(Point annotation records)
────────

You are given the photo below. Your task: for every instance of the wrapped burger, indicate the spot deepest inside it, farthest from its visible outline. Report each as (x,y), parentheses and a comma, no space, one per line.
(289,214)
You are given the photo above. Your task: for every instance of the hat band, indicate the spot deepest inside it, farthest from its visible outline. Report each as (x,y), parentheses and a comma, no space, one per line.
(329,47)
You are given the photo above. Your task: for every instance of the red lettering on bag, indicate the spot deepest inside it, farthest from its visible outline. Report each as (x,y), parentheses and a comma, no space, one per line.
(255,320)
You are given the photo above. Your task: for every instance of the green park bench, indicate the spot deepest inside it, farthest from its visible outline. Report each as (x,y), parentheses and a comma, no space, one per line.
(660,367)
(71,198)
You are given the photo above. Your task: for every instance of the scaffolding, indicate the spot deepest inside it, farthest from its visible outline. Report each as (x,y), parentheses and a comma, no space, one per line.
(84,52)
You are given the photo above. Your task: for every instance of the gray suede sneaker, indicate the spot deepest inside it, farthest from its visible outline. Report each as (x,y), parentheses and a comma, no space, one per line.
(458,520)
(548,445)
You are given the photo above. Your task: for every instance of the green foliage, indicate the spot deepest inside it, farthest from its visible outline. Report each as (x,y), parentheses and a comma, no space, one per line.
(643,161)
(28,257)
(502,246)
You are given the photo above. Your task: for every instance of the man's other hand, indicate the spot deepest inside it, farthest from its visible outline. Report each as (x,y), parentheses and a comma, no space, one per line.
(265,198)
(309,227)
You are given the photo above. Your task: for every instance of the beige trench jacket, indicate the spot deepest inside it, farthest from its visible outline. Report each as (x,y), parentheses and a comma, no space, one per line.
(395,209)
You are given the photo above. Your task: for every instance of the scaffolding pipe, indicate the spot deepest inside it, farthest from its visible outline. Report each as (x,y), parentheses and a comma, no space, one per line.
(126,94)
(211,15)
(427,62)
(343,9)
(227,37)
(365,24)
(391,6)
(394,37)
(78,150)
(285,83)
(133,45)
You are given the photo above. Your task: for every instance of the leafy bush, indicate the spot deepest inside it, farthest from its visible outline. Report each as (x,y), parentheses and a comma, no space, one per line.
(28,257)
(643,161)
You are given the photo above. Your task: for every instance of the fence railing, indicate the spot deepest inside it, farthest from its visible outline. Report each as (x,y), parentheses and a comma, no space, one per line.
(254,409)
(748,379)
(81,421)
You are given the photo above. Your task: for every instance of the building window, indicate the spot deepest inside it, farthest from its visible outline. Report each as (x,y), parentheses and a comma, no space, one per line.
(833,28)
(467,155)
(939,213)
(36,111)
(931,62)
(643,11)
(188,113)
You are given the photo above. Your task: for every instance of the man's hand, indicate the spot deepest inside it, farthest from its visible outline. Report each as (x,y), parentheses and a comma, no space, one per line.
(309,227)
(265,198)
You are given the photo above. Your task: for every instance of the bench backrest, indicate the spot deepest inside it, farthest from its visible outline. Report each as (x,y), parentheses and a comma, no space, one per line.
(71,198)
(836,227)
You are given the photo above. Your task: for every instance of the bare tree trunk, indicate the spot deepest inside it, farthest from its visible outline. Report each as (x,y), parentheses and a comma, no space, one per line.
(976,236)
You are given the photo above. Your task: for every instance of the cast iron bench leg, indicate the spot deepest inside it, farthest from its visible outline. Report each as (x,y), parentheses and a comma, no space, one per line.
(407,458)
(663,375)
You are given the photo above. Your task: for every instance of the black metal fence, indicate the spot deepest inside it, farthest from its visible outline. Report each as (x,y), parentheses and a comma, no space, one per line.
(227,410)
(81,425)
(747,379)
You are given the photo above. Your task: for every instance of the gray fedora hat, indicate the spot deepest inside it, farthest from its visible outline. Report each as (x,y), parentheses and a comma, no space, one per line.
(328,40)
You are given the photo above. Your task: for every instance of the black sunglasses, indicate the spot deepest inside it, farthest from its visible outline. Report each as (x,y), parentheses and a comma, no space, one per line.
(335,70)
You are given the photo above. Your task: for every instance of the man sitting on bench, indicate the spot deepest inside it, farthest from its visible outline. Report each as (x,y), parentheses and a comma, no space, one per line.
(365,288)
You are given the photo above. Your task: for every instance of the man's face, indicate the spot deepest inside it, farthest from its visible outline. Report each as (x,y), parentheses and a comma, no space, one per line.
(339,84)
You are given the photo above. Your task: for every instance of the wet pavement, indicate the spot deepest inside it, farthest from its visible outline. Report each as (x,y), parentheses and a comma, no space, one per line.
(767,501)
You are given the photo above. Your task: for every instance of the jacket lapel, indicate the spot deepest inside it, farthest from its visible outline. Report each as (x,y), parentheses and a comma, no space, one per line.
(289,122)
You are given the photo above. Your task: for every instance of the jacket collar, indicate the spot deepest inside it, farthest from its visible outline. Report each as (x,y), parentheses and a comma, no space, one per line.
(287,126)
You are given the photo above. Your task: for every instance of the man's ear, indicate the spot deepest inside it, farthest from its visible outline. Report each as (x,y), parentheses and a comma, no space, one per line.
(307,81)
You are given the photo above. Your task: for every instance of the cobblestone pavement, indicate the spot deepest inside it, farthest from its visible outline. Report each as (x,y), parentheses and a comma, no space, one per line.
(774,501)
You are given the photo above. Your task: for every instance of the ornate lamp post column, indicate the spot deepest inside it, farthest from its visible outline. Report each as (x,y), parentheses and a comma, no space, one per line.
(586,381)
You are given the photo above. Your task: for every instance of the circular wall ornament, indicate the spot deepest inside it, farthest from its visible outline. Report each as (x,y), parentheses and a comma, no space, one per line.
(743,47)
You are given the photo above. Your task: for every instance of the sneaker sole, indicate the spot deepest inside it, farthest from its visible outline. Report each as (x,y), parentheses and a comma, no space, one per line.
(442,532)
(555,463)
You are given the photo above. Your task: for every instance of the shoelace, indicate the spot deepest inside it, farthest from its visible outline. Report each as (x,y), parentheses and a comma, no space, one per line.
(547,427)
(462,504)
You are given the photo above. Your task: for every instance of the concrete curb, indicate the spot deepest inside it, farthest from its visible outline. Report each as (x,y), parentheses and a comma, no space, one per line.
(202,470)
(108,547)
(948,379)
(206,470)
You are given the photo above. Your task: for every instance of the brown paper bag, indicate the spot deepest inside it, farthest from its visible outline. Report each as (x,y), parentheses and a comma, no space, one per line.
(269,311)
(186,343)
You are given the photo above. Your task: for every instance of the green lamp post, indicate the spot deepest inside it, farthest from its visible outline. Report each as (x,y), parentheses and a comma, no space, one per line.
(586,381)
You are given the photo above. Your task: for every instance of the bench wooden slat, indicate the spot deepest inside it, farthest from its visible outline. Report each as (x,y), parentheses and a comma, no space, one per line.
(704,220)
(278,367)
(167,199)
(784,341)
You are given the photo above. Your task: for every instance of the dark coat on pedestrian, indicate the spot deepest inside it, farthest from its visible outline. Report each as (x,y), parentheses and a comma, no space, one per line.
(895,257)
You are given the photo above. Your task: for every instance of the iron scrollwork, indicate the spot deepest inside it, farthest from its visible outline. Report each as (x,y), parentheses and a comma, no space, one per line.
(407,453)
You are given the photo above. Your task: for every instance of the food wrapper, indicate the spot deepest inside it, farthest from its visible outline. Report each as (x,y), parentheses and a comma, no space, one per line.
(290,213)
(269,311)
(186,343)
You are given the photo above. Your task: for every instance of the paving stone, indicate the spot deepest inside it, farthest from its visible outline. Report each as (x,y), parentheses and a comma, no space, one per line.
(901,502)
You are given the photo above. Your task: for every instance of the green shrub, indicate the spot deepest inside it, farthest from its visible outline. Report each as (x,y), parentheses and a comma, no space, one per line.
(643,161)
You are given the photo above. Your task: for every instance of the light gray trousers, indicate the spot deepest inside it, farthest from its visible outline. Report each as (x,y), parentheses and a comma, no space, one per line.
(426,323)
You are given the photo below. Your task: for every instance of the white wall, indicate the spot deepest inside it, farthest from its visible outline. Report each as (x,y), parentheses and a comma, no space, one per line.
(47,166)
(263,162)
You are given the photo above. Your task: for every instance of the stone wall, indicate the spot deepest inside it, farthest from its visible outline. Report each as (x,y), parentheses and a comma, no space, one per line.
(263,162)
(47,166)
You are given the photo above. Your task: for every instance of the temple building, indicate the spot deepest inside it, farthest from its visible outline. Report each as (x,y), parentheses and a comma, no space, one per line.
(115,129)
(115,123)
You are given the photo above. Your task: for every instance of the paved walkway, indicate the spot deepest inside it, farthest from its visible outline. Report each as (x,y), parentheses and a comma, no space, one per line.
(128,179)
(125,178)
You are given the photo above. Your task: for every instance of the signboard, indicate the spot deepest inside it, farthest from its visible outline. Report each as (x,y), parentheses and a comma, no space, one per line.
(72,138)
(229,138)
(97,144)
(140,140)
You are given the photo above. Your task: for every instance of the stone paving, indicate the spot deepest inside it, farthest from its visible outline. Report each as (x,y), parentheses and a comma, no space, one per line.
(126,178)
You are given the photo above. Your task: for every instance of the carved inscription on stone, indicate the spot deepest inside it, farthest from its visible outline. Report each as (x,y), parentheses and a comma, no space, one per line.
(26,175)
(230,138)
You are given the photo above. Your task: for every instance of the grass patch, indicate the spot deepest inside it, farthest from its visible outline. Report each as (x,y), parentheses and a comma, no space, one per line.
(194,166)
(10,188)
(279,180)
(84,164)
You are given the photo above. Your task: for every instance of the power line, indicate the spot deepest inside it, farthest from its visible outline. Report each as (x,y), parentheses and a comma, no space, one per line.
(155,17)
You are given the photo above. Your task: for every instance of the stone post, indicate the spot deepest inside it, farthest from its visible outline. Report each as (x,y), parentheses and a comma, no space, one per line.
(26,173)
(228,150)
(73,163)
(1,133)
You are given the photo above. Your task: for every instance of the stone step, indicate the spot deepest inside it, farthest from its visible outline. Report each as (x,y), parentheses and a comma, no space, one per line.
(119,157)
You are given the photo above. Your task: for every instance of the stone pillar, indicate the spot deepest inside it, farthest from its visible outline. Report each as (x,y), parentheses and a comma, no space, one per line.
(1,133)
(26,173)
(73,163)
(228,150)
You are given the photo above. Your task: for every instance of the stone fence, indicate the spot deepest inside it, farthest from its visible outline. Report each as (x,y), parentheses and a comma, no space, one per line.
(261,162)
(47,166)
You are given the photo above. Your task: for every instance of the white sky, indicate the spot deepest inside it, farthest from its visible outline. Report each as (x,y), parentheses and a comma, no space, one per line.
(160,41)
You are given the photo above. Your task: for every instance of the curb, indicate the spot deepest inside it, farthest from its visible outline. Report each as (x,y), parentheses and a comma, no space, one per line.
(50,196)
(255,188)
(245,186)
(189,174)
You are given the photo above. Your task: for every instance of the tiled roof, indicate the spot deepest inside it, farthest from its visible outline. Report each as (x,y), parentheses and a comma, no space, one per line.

────────

The task -> Transcribe only the trailing portion of the entries above: the line that contains "white sky, indicate" and each line after it.

Answer for this exercise ->
You are given the photo above. Your task: for every instance of the white sky, indicate the spot deepest inside it, farthest from its visible outline. Report each as (x,y), parentheses and a comma, no space, one per line.
(160,41)
You are given the photo above. Your task: for every instance of the curb, indicate the spot deepest inside it, farthest from its visible outline. Report each as (x,y), parentheses and a comma, no space, one per line.
(50,196)
(255,188)
(245,186)
(189,174)
You are given the photo above. Your task: for every instance of the tiled roof, indicate the spot deepest inside it, farthest from its visible outline. Report each as (x,y), parentheses and a comma, no space, one per line.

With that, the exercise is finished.